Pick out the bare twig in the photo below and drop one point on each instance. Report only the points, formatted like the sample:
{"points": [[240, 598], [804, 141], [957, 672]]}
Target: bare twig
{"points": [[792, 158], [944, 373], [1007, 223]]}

* * *

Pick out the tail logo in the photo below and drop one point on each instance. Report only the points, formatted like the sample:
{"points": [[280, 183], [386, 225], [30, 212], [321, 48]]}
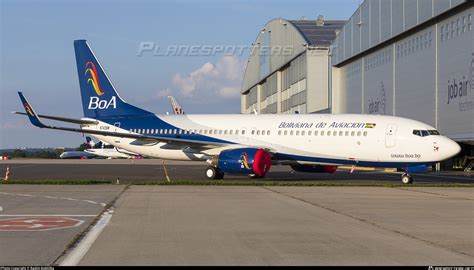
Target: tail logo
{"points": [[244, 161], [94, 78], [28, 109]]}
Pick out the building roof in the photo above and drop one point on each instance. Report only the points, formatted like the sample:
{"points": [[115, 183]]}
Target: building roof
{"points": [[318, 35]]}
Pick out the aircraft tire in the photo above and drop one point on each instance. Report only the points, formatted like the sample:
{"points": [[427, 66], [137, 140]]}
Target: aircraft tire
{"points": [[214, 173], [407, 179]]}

---

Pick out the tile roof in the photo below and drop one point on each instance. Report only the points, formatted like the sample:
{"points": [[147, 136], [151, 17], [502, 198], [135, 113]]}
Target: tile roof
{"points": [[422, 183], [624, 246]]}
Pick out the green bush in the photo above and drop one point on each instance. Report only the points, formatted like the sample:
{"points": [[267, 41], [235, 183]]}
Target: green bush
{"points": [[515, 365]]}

REQUIRED TASK: Collect every line of the data above that contains the string "roof", treating uppercase and lowercase as different.

IN RESPONSE:
Pick out the building roof in the photo above and drop one point on each instance. Report only the points, formatted like the sample:
Target: building roof
Pick out the tile roof in the photo below and drop one point on each instance. Report only the points, formatted like the sample:
Target: tile roof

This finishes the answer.